Repeat all of the records verbatim.

(Items from a dataset)
- - - -

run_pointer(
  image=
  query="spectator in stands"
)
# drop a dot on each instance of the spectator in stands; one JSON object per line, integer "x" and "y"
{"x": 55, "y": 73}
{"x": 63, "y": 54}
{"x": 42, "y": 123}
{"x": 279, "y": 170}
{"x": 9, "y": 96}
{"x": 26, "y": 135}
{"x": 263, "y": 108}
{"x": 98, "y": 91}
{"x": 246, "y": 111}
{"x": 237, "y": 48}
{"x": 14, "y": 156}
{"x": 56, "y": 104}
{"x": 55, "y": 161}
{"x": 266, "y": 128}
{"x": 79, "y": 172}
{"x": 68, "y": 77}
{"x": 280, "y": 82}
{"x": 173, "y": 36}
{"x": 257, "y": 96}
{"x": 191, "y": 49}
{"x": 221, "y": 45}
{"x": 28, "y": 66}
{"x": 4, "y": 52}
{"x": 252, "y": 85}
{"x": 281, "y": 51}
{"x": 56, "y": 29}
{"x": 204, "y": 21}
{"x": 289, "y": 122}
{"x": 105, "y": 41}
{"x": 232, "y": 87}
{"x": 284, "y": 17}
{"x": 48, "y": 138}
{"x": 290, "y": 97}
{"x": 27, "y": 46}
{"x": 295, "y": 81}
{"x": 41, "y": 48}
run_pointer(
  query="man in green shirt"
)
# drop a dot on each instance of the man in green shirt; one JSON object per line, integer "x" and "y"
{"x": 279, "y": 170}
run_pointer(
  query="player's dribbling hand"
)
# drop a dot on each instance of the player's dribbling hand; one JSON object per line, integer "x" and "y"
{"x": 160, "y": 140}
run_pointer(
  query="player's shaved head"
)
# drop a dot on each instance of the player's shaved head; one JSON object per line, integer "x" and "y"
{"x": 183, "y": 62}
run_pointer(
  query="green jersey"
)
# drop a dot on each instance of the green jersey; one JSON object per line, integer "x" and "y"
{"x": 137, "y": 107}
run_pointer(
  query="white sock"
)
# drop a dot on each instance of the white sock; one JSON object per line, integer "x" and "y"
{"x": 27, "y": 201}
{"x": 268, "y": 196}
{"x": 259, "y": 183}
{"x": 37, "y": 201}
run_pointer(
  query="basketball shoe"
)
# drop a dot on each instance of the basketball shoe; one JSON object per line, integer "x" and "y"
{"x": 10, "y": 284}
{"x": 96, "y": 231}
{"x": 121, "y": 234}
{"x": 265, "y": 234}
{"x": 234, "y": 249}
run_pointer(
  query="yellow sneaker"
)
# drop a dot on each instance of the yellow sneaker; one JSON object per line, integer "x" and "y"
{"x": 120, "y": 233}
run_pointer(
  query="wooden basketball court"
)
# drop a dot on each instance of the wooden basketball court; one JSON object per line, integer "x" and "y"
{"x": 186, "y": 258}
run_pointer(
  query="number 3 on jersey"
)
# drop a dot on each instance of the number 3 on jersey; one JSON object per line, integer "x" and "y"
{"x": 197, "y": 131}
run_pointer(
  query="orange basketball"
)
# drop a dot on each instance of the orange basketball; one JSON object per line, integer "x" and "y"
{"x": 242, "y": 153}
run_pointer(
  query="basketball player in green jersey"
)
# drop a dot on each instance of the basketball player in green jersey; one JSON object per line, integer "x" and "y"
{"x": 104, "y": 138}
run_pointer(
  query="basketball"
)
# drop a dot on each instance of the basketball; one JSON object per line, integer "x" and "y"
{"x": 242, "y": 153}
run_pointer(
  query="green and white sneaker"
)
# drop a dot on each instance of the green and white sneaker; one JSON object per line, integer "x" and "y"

- - - -

## Answer to the exercise
run_pointer(
  image=
  query="spectator in stands"
)
# drop a dot on each instance of the spectator in stands; one JSON object per line, integer "x" and "y"
{"x": 55, "y": 73}
{"x": 63, "y": 54}
{"x": 42, "y": 123}
{"x": 279, "y": 170}
{"x": 9, "y": 96}
{"x": 26, "y": 135}
{"x": 263, "y": 108}
{"x": 98, "y": 91}
{"x": 246, "y": 111}
{"x": 237, "y": 48}
{"x": 14, "y": 156}
{"x": 56, "y": 104}
{"x": 55, "y": 161}
{"x": 266, "y": 128}
{"x": 79, "y": 172}
{"x": 68, "y": 77}
{"x": 280, "y": 82}
{"x": 173, "y": 36}
{"x": 257, "y": 96}
{"x": 191, "y": 49}
{"x": 221, "y": 45}
{"x": 28, "y": 66}
{"x": 4, "y": 52}
{"x": 252, "y": 85}
{"x": 281, "y": 51}
{"x": 56, "y": 29}
{"x": 204, "y": 21}
{"x": 289, "y": 122}
{"x": 105, "y": 41}
{"x": 232, "y": 87}
{"x": 284, "y": 17}
{"x": 48, "y": 138}
{"x": 290, "y": 97}
{"x": 27, "y": 46}
{"x": 295, "y": 81}
{"x": 41, "y": 48}
run_pointer(
  query="man in green shirt"
)
# drop a dot on each instance of the man in green shirt; one JSON object per line, integer "x" and "y"
{"x": 279, "y": 170}
run_pointer(
  query="player's dribbling hand"
)
# drop a dot on each instance of the player's dribbling hand; one JSON object per line, integer "x" and "y"
{"x": 160, "y": 140}
run_pointer(
  query="player's shaved head"
)
# drop a dot on each instance of the player's shaved head; one JSON object per line, integer "x" and "y"
{"x": 183, "y": 62}
run_pointer(
  query="green jersey"
)
# drop a dot on each instance of the green jersey; one JSON object per line, integer "x" and "y"
{"x": 137, "y": 107}
run_pointer(
  query="white sock"
)
# drop a dot on each instance of the white sock; one JSON object per line, integer "x" and "y"
{"x": 27, "y": 201}
{"x": 268, "y": 196}
{"x": 259, "y": 183}
{"x": 37, "y": 201}
run_pointer(
  query="basketball shoe"
)
# drop a dot on each instance of the basketball shoe; one JSON object per line, integer "x" and "y"
{"x": 10, "y": 284}
{"x": 96, "y": 231}
{"x": 121, "y": 234}
{"x": 265, "y": 234}
{"x": 234, "y": 249}
run_pointer(
  query="yellow sneaker"
)
# drop a dot on each instance of the yellow sneaker; one JSON object per line, integer "x" and "y"
{"x": 120, "y": 233}
run_pointer(
  query="wooden basketball court"
)
# drop a dot on each instance of the wooden basketball court; one JSON object per line, integer "x" and "y"
{"x": 186, "y": 258}
run_pointer(
  query="number 3 on jersey"
)
# drop a dot on each instance of the number 3 on jersey; one JSON object per line, integer "x" and "y"
{"x": 197, "y": 131}
run_pointer(
  query="orange basketball"
)
# drop a dot on each instance of the orange basketball; one JSON object per line, integer "x" and "y"
{"x": 242, "y": 153}
run_pointer(
  query="basketball player in green jersey"
)
# drop a dot on each instance of the basketball player in green jersey; one JSON object per line, integer "x" and "y"
{"x": 104, "y": 138}
run_pointer(
  query="basketball"
)
# drop a dot on each instance of the basketball; one JSON object per line, integer "x" and "y"
{"x": 242, "y": 153}
run_pointer(
  query="green and white sneaker"
)
# drop a dot on each instance of the green and white sneaker; one JSON object per line, integer "x" and "y"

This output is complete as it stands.